Make an exact copy of the records, with the images left out.
++++++
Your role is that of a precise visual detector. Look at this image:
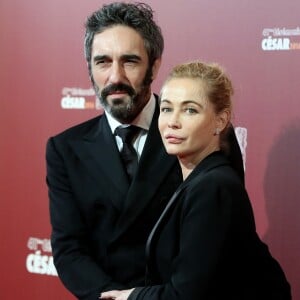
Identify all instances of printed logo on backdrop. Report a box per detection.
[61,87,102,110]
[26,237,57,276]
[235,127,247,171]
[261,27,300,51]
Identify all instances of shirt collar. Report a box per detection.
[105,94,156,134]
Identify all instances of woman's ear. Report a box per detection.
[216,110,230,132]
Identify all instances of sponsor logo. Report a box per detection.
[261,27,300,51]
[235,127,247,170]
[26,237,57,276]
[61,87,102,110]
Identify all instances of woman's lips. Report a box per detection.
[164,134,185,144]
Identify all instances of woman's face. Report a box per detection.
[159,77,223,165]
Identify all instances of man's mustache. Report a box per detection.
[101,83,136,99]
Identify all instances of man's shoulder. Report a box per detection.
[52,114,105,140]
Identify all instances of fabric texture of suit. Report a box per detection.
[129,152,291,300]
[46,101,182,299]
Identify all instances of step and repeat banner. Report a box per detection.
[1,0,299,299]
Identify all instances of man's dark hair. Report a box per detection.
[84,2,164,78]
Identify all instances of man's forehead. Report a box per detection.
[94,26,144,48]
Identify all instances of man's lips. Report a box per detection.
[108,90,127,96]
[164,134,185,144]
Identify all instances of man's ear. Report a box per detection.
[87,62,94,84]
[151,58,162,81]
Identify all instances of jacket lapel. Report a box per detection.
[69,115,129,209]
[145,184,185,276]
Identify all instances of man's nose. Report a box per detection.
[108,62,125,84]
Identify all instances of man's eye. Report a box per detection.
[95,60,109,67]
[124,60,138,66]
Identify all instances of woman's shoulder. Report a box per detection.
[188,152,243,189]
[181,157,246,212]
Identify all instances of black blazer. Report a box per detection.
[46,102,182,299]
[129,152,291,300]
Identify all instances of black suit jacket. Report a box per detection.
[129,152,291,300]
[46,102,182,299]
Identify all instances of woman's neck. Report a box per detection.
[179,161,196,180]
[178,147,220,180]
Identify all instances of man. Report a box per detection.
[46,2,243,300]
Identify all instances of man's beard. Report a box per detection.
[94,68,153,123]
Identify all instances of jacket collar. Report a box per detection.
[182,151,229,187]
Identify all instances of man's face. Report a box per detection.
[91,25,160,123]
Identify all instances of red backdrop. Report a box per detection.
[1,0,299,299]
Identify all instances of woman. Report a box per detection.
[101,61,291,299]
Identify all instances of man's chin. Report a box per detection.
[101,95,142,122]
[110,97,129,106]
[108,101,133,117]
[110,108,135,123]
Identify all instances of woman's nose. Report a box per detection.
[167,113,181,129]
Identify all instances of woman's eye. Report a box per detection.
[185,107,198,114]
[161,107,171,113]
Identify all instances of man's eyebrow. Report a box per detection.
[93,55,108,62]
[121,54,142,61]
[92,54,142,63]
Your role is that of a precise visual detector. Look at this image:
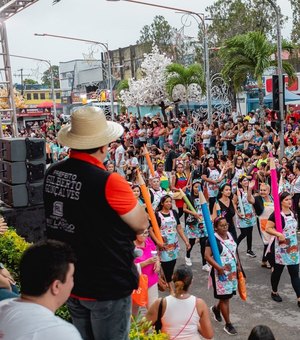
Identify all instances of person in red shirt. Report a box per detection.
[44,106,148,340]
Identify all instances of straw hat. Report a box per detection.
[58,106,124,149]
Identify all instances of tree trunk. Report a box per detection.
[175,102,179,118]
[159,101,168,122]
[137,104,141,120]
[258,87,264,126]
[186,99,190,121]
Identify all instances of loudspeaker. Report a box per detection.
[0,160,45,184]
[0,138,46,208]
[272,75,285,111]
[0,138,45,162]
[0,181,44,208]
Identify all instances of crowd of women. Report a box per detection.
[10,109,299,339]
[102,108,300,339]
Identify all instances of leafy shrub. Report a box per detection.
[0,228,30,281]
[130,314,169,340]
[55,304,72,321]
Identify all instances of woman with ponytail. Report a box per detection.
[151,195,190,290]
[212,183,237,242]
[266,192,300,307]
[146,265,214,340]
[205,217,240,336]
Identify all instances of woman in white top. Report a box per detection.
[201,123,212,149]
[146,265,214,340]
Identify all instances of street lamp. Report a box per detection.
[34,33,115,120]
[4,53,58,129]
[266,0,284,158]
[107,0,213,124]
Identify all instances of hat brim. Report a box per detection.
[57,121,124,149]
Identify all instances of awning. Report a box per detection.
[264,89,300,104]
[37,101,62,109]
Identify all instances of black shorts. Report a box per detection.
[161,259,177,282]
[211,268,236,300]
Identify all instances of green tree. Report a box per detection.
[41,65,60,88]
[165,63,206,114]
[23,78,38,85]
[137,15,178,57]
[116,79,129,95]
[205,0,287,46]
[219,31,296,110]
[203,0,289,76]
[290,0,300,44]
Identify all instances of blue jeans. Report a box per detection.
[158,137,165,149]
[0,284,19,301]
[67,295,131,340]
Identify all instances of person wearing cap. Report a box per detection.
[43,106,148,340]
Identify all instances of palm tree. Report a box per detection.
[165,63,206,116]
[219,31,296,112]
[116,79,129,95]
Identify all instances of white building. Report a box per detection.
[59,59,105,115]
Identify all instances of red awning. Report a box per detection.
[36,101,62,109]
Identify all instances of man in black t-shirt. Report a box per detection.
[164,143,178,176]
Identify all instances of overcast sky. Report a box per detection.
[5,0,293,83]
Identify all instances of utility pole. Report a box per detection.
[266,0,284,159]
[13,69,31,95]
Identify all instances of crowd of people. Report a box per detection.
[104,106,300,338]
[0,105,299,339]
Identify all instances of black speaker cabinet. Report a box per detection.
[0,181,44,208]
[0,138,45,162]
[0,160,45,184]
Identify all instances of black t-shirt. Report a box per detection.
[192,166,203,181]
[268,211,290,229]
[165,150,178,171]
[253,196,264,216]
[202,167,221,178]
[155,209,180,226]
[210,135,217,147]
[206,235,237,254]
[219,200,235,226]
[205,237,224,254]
++++++
# Solved problem
Your role is that of a precise visual detector. Look at this image:
Identify all instances of printed logo on backdrop. Report a box per detection.
[61,87,102,110]
[26,237,57,276]
[235,127,247,171]
[261,27,300,51]
Identify all instances of shirt collar. Report a box per detection.
[105,94,156,134]
Identify all instances of woman's ear. Report a box per detection.
[216,110,230,132]
Identify all instances of sponsor logo. Report a box per detection.
[261,27,300,51]
[235,127,247,170]
[26,237,57,276]
[61,87,102,110]
Identify all instances of woman's lips. Report a box per detection.
[164,134,185,144]
Identify all instances of woman's face. Report a box per detection.
[159,77,223,165]
Identify all instances of man's mustache. Report a box per detection.
[101,83,136,99]
Identify all instances of man's shoulder. Report a box per detection.
[52,114,105,140]
Identify all instances of fabric texture of suit. Report a box per detection.
[129,152,291,300]
[46,101,182,299]
Identify all instances of step and repeat banner. Report a box per detection.
[1,0,299,299]
Identify all instances of man's dark hair. Report a box per detection.
[84,2,164,78]
Identify all instances of man's forehead. Report a box per detection.
[94,26,144,48]
Identify all instances of man's lips. Report a box per detection.
[108,90,127,96]
[164,134,185,144]
Identify all instances of man's ear. Report a box per detection.
[87,62,94,84]
[151,58,162,81]
Identify all instances of jacket lapel. Report a box per detection.
[69,115,129,209]
[145,184,185,276]
Identify all instances of man's nose. Report a box per detection.
[108,62,125,84]
Identify all instances of man's eye. Report a box per detection.
[95,60,109,67]
[124,60,138,66]
Identify all instances of woman's shoulder. Report a box per detection.
[188,152,243,189]
[181,157,246,212]
Identify all instances of black blazer. Report a box per detection.
[46,102,182,299]
[129,152,291,300]
Identify all instances of black suit jacket. Report a box per detection.
[129,152,291,300]
[46,102,182,299]
Identify all instances of woman's neck. Report a box per detection.
[179,161,196,180]
[178,147,220,180]
Identify all instances of man. Report a box per detection.
[46,2,243,300]
Identify all instances of man's beard. Report a box per detection.
[94,68,153,123]
Identify all instances of jacket collar. Report a box per detection.
[182,151,229,187]
Identify all instances of man's face. Report a box per detection.
[91,25,160,123]
Identify all instances of red backdrop. Report a box per detection.
[1,0,299,299]
Identify all instances of woman. Report a box per detection.
[101,61,291,299]
Identify all instances of man's chin. Report a box per detection.
[101,95,142,122]
[110,97,129,106]
[108,101,133,117]
[110,108,135,123]
Identify all instances of woman's nose. Report a box per detection.
[167,113,181,129]
Identify all instances of woman's eye. Report a box per detection.
[185,107,198,114]
[161,107,171,113]
Identify all instances of man's eyebrow. Report a box per detection.
[93,55,108,62]
[121,54,142,61]
[92,54,142,63]
Your role is that of a precise visual detector. Look at this image:
Identify all instances of person in red shirt. Report a box per detection.
[44,106,148,340]
Identify all instances of straw hat. Report a box per detection.
[58,106,124,149]
Identify all instances of tree trunk. Report a box per detection.
[175,102,179,118]
[159,101,168,122]
[137,104,141,120]
[258,87,264,126]
[186,99,190,121]
Identify all instances of loudspeaker. Report a box per detection.
[0,160,45,184]
[0,138,46,208]
[272,75,285,111]
[0,138,45,162]
[0,181,44,208]
Identify all instances of crowd of women. Report a box per detection.
[10,109,299,339]
[102,108,300,339]
Identify all instances of leafy shrub. Report a box per detection.
[0,228,30,281]
[130,314,169,340]
[55,304,72,321]
Identify all instances of woman with ponytail. Report a box per detection.
[151,195,190,290]
[212,183,237,242]
[266,192,300,307]
[146,265,214,340]
[205,217,240,336]
Identify all instances of woman in white top. Report a box per detection.
[201,123,212,149]
[146,265,214,340]
Identify all instances of street lamp. Report a box per detection.
[34,33,115,120]
[4,53,58,129]
[266,0,284,158]
[107,0,213,124]
Identify all instances of hat brim. Report a box per detection.
[57,121,124,149]
Identify all instances of awning. Report a box per detection.
[264,89,300,104]
[37,101,62,109]
Identify all instances of black shorts. Report a box per detection.
[161,259,177,282]
[211,268,236,300]
Identify all instances of green tree. Report a box per detection.
[41,65,60,88]
[165,63,206,114]
[23,78,38,85]
[137,15,178,57]
[116,79,129,95]
[205,0,287,46]
[219,31,296,110]
[203,0,289,76]
[290,0,300,44]
Identify all instances of blue jeans. Report a box per detection.
[158,137,165,149]
[0,284,19,301]
[67,295,131,340]
Identify all instances of person wearing cap. Report a box per detection.
[43,106,148,340]
Identify all instances of palm tree. Report a box per detection.
[165,63,206,116]
[219,31,296,112]
[116,79,129,95]
Identify all instances of white building. Report a box per detection.
[59,59,105,115]
Identify all instances of red awning. Report a box per detection.
[36,101,62,109]
Identify all instances of man in black t-shirt. Report a box per detection.
[164,143,178,176]
Identify all instances of overcast sky. Report a box per detection.
[5,0,293,83]
Identify all instances of utility pole. Report a box per detection.
[266,0,284,159]
[13,69,31,95]
Identify all instances of crowd of people. Report a box per detection.
[104,106,300,338]
[0,105,299,339]
Identify all instances of black speaker cabinet. Report a box per detection.
[0,181,44,208]
[0,138,45,162]
[0,160,45,184]
Identify all instances of black t-shirt. Report a box per detection.
[192,166,203,181]
[268,211,290,229]
[165,150,178,171]
[253,196,264,216]
[202,167,221,178]
[155,209,180,226]
[210,135,217,147]
[206,235,237,254]
[219,200,235,226]
[205,237,224,254]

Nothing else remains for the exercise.